▶ [Exercise prompt]:
Reproduce the records below exactly as given.
-*-
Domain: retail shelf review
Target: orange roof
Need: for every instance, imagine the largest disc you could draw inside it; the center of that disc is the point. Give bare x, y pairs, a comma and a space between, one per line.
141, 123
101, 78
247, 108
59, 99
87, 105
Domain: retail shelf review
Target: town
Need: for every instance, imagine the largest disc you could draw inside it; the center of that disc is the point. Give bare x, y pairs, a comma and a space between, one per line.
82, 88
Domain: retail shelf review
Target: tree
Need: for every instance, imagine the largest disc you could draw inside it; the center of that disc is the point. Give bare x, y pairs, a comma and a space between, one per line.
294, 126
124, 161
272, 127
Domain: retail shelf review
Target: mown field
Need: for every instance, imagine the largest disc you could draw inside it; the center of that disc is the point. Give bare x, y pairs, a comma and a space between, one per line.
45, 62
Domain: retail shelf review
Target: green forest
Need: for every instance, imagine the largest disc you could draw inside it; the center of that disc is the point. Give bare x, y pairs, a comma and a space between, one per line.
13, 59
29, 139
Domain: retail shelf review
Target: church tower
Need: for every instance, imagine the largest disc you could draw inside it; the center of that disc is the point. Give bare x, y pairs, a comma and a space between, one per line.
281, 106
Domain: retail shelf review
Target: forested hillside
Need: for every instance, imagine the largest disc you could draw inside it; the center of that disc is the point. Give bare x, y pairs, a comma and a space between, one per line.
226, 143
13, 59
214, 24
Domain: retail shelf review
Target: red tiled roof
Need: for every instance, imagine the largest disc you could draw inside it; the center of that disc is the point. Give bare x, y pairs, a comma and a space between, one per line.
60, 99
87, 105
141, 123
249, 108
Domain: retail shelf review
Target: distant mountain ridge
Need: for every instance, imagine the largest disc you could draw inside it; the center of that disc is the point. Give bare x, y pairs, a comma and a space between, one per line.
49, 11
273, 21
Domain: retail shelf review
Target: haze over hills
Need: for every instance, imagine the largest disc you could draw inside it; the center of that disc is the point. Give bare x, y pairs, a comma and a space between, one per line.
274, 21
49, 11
-*-
▶ [Solved exercise]:
Domain: retail shelf review
Target: orange roof
Need: for every instance, imagine the largest disc you could draw inside it; the center of that disc is the point. Give bare x, y pairs, a comma and a space between, one per line.
141, 123
101, 78
247, 108
59, 99
87, 105
Domain: retail shelf review
Target: town
Need: for every instance, imagine the largest disc you could draw inside it; the center of that disc is the point. Give bare x, y pairs, a comma and a space between, one per line.
82, 88
Domain: retail shelf review
Target: tree
Need: for every instance, imagine the largest disc you could draw inside it; the center of that disc is the point. Give bare x, y pairs, a comma and a space between, one per line.
294, 126
124, 161
272, 127
Domain: retail shelf review
Target: mown field
Need: for every instance, imagine the largest disc you could draw inside it; the center of that disc is the point. Give bare x, y pairs, a comma and a space between, one per line.
45, 62
Domain: retail shelf review
Target: green forest
Need: for every instance, imagine the largest disc you could draw inside it; the center of that disc is the point. Give bare x, y pairs, a comma and a space between, one per line.
13, 59
29, 139
Domain: retail shelf review
Target: church tower
Need: for every instance, imagine the largest disc you could draw inside it; the center of that disc is the point. Give bare x, y pairs, a comma and a space between, one per line.
281, 106
Domain: retail shelf review
Target: forested hillside
Need: for every instance, imagine the largest disc you could draw inside it; the center of that disc is the point. Give bare x, y pairs, a comma and a space between, one per line.
226, 143
13, 59
214, 24
Domain: retail shelf review
Target: red tiled roof
Need: for every instance, imagine the largest disc you could draw inside it; the center of that disc is the point. Give bare x, y pairs, a comma and a space between, one per line.
60, 99
87, 105
141, 123
249, 108
Domain: retail shelf review
Target: distant mountain ridge
Need: for every instance, imagine the largest disc you could draw inside it; the center of that disc is the point. Give bare x, y pairs, a comma and a space between, one per line.
49, 11
273, 21
Domain: retail shelf review
Target: haze over hills
Need: for every instance, imagine the largest disc you could draw inside it; the center of that disc is the point. Give bare x, y pairs, a comma and a space between, one per line.
274, 21
49, 11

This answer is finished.